▶ _Page excerpt_
Segment Open

The Chronicler of the Subconscious

Photo: Fondation Beyeler Riehen/Basel

The exhibition shows works by Edward Hopper (1882-1967), one of the most influential American painters of the 20th century. The exhibition does not follow a precise chronology but focuses on specific themes. These include traffic routes, rocks, light and shadow, ships and lighthouses, people, houses and landscape, and the forest. These themes are essential for a good understanding of his work. The artist of the subconscious as a chronicler of his time, realism combined with surrealism. The exhibition includes watercolours and oil paintings from the years 1910 to 1960.

Lausanne, the exhibition

The model of Lausanne. Photo: © Claudine Garcia

The history of Lausanne is back in the recently renovated museum. The famous model of the city, as it looked in 1638, is the centrepiece of the new exhibition (Lausanne, l’ Exposition). The show provides a clear and well-documented picture of the economic, religious, social and cultural history. Eleven rooms deal with various topics, from water to mobility, from leisure to housing, from the Middle Ages to the Enlightenment and many other aspects of this exciting city. The exhibition is available in English and French. The museum also organises temporary exhibitions and events.

Segment Closed

▶ _Data for analysis_
Segment Open

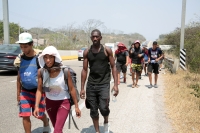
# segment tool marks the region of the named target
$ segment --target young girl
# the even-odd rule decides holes
[[[38,117],[39,115],[39,101],[42,96],[42,91],[45,91],[46,111],[54,127],[54,133],[62,133],[64,123],[71,107],[68,90],[74,101],[76,116],[81,116],[81,111],[79,110],[76,99],[76,90],[73,86],[69,71],[68,85],[65,84],[64,72],[61,68],[62,59],[55,47],[46,47],[38,57],[38,61],[40,67],[43,68],[43,74],[41,73],[41,69],[39,69],[34,116]],[[44,75],[45,72],[47,73],[47,76]],[[45,80],[45,78],[48,80]]]

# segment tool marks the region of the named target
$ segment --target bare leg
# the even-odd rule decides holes
[[[152,73],[149,72],[148,74],[149,74],[149,82],[152,85]]]
[[[22,121],[23,121],[23,126],[24,126],[25,133],[31,133],[31,120],[30,120],[30,116],[23,117]]]
[[[100,131],[99,131],[99,117],[92,118],[92,121],[93,121],[93,124],[94,124],[95,131],[100,133]],[[105,120],[104,120],[104,122],[105,122]]]
[[[133,81],[133,84],[135,84],[134,80],[135,80],[135,73],[132,72],[132,81]]]
[[[118,84],[120,84],[120,72],[117,72]]]
[[[104,116],[104,123],[108,123],[108,116]]]
[[[141,72],[136,72],[136,82],[135,82],[136,85],[138,84],[138,79],[139,79],[140,74]]]
[[[46,114],[44,114],[41,120],[43,121],[44,127],[49,126],[49,121],[47,119]]]
[[[158,74],[155,74],[155,84],[157,85]]]

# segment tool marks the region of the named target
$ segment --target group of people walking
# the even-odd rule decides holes
[[[130,65],[132,87],[138,87],[138,79],[144,64],[145,74],[147,75],[148,72],[149,75],[150,87],[152,87],[152,72],[155,73],[154,87],[157,87],[158,62],[163,55],[157,47],[157,42],[153,42],[153,47],[150,49],[142,49],[140,41],[136,40],[130,49],[127,49],[123,43],[119,43],[113,57],[112,50],[102,45],[101,39],[101,32],[98,29],[93,30],[91,32],[93,44],[83,53],[80,98],[85,99],[86,107],[90,109],[90,117],[96,133],[100,133],[98,110],[104,118],[104,132],[109,133],[110,91],[114,92],[113,96],[118,95],[120,72],[124,74],[123,82],[126,83],[127,66]],[[47,46],[42,53],[38,54],[33,49],[31,34],[20,34],[19,41],[16,43],[20,45],[23,52],[18,57],[20,63],[17,76],[17,102],[25,133],[31,133],[31,114],[43,121],[43,133],[51,130],[49,120],[53,125],[54,133],[63,133],[71,100],[75,106],[76,116],[81,117],[70,71],[63,71],[64,65],[55,47]],[[87,79],[88,68],[90,72]],[[110,89],[111,73],[114,85]]]
[[[90,109],[95,131],[100,133],[98,113],[100,110],[104,117],[104,132],[109,133],[111,72],[114,77],[113,95],[117,96],[119,91],[112,50],[102,45],[101,39],[101,32],[98,29],[91,32],[93,44],[84,51],[80,98],[85,99],[86,106]],[[20,45],[23,52],[16,58],[14,64],[19,67],[17,103],[25,133],[31,133],[31,114],[43,121],[43,133],[51,131],[49,120],[53,125],[54,133],[63,133],[63,126],[72,105],[70,101],[74,103],[76,116],[81,117],[70,70],[63,70],[62,59],[55,47],[47,46],[42,53],[38,54],[33,49],[31,34],[20,34],[19,41],[16,43]],[[85,91],[88,68],[90,73]]]
[[[157,88],[158,74],[159,70],[161,70],[160,64],[162,64],[163,57],[163,52],[156,41],[153,42],[153,46],[149,49],[147,46],[141,46],[139,40],[132,43],[129,49],[123,43],[119,43],[118,49],[115,51],[118,85],[120,84],[120,72],[123,73],[123,82],[126,83],[126,72],[129,64],[132,76],[132,88],[139,87],[138,79],[141,78],[143,69],[145,75],[149,76],[149,88]],[[154,85],[152,83],[152,73],[155,74]]]

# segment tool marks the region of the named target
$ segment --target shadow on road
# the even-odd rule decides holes
[[[0,76],[17,76],[17,71],[1,71]]]
[[[103,126],[99,126],[99,130],[100,132],[103,132],[104,131],[104,128]],[[94,129],[94,126],[91,125],[90,127],[88,128],[83,128],[81,133],[95,133],[95,129]],[[112,131],[110,131],[109,133],[113,133]]]

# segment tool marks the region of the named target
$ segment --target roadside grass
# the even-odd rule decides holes
[[[174,132],[200,133],[200,98],[195,97],[193,87],[199,87],[200,75],[179,70],[177,74],[166,72],[163,78],[165,106]]]

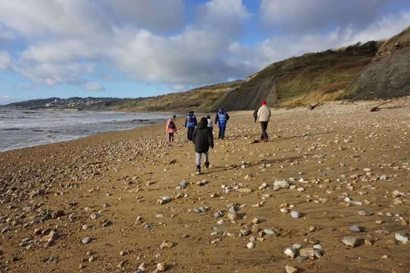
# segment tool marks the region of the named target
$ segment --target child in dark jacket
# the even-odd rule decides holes
[[[210,147],[214,149],[214,137],[212,130],[208,127],[207,118],[202,117],[194,130],[193,140],[195,145],[195,159],[196,161],[196,174],[201,173],[201,157],[203,154],[205,167],[209,167],[208,151]]]

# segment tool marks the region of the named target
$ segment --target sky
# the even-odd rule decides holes
[[[0,0],[0,105],[186,91],[409,26],[408,0]]]

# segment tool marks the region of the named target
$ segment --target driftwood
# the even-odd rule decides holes
[[[370,112],[378,111],[381,110],[380,108],[379,108],[379,107],[380,106],[382,106],[383,104],[385,104],[387,102],[390,102],[390,100],[386,100],[386,101],[384,101],[382,103],[381,103],[380,104],[379,104],[377,106],[375,106],[374,107],[373,107],[371,109],[370,109]]]
[[[393,108],[399,108],[400,107],[404,107],[405,106],[408,106],[408,102],[407,104],[406,103],[407,99],[407,98],[406,97],[401,97],[401,98],[396,98],[393,99],[389,99],[388,100],[384,101],[382,103],[381,103],[377,106],[375,106],[374,107],[370,109],[370,112],[378,111],[382,109],[392,109]],[[382,105],[393,101],[396,102],[397,104],[396,104],[396,105],[394,105],[393,106],[388,106],[387,107],[384,107],[383,108],[380,108],[380,107]],[[401,102],[401,104],[400,102]]]
[[[316,107],[318,106],[319,105],[320,105],[320,102],[316,102],[315,103],[311,103],[311,104],[310,104],[308,106],[308,107],[309,107],[309,109],[310,109],[311,110],[313,110],[313,109],[315,109],[315,108]]]

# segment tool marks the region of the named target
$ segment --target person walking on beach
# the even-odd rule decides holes
[[[258,110],[259,109],[256,108],[256,110],[255,110],[255,111],[254,111],[254,112],[253,112],[253,117],[255,118],[255,123],[256,122],[256,119],[258,118]]]
[[[216,124],[217,122],[218,127],[219,128],[218,138],[223,139],[223,138],[225,137],[225,129],[228,119],[229,119],[229,115],[228,113],[223,111],[223,108],[220,108],[219,111],[215,116],[215,124]]]
[[[178,131],[176,128],[176,124],[174,122],[174,119],[170,117],[167,122],[167,132],[168,133],[168,142],[174,142],[174,133]]]
[[[187,133],[188,140],[193,141],[192,135],[194,133],[194,129],[197,124],[198,122],[196,121],[196,117],[194,115],[194,111],[191,110],[188,112],[188,115],[185,119],[185,125],[184,125],[184,127],[187,127],[188,129],[188,132]]]
[[[262,101],[262,106],[258,110],[258,117],[260,122],[260,128],[262,129],[260,139],[267,141],[268,136],[266,129],[268,128],[268,122],[271,118],[271,109],[266,105],[266,100]]]
[[[211,129],[211,131],[214,130],[214,123],[212,122],[212,120],[211,119],[211,116],[209,115],[207,116],[207,120],[208,121],[208,127]]]
[[[205,167],[209,167],[208,151],[214,149],[214,136],[212,131],[208,126],[207,118],[201,118],[198,127],[194,130],[194,143],[195,145],[195,160],[196,163],[196,174],[201,173],[201,157],[203,155]]]

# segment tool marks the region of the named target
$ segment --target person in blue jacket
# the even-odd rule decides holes
[[[218,127],[219,128],[218,138],[223,139],[223,138],[225,137],[225,128],[228,119],[229,119],[229,115],[226,112],[223,111],[223,108],[220,108],[215,117],[215,124],[217,123]]]
[[[194,134],[194,129],[195,126],[198,124],[196,121],[196,117],[194,115],[194,111],[191,110],[188,112],[187,116],[187,118],[185,119],[185,125],[183,126],[187,127],[188,129],[188,132],[187,136],[188,138],[188,140],[192,141],[193,140],[193,135]]]

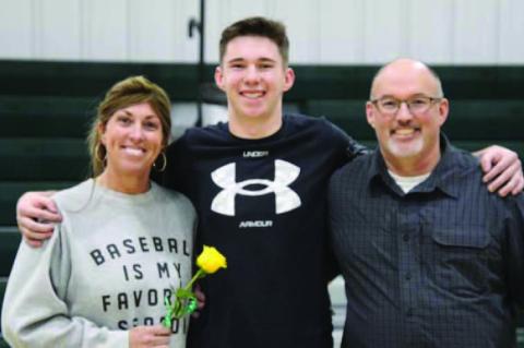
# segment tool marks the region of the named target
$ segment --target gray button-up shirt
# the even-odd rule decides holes
[[[516,347],[524,304],[524,196],[500,199],[476,158],[441,136],[428,179],[405,194],[377,151],[330,184],[346,280],[343,347]]]

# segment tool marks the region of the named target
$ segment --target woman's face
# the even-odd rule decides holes
[[[162,122],[148,103],[116,111],[100,132],[108,170],[148,177],[163,147]]]

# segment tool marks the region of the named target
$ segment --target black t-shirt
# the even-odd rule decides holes
[[[196,207],[194,254],[213,245],[228,263],[201,281],[188,347],[332,347],[326,188],[357,148],[325,119],[291,115],[265,139],[219,123],[169,146],[164,183]]]

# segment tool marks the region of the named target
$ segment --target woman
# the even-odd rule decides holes
[[[150,181],[166,166],[166,93],[142,76],[114,85],[88,141],[94,179],[55,195],[62,223],[20,245],[2,333],[13,347],[184,347],[187,320],[160,325],[164,297],[191,272],[195,214]]]

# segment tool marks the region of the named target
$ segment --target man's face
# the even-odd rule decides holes
[[[295,81],[278,47],[261,36],[239,36],[226,46],[215,82],[227,95],[229,117],[257,121],[282,117],[282,98]]]
[[[371,92],[372,99],[383,100],[385,106],[389,100],[410,100],[414,110],[419,100],[438,98],[441,94],[434,76],[426,67],[413,61],[393,62],[386,67],[377,77]],[[448,108],[448,100],[439,98],[432,99],[424,112],[414,112],[406,103],[402,103],[396,113],[389,113],[381,112],[377,104],[368,101],[366,113],[386,161],[416,158],[424,166],[436,163],[440,156],[439,133]]]

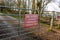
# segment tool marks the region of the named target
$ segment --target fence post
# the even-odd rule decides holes
[[[52,11],[52,13],[53,14],[52,14],[51,23],[50,23],[50,30],[52,30],[53,28],[55,11]]]

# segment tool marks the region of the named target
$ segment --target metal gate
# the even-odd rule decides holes
[[[10,11],[12,13],[9,13],[6,9],[8,11],[16,9],[15,11],[18,10],[18,13],[16,14],[15,11]],[[38,40],[34,32],[39,31],[39,27],[25,29],[25,13],[22,15],[21,10],[32,11],[33,9],[14,8],[6,5],[0,6],[0,40]]]

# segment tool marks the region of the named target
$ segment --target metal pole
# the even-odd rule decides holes
[[[53,15],[52,15],[52,18],[51,18],[51,23],[50,23],[50,29],[52,30],[53,28],[53,24],[54,24],[54,15],[55,15],[55,11],[52,12]]]

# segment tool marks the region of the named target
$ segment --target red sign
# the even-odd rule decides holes
[[[25,28],[38,26],[38,14],[25,14]]]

Segment Closed

▶ _Task goal_
Reproduce the passage of the exhibition text above that begins at the words "The history of" and ends after "exhibitions and events.".

▶ _Reply_
The history of Lausanne is back in the recently renovated museum. The famous model of the city, as it looked in 1638, is the centrepiece of the new exhibition (Lausanne, l’ Exposition). The show provides a clear and well-documented picture of the economic, religious, social and cultural history. Eleven rooms deal with various topics, from water to mobility, from leisure to housing, from the Middle Ages to the Enlightenment and many other aspects of this exciting city. The exhibition is available in English and French. The museum also organises temporary exhibitions and events.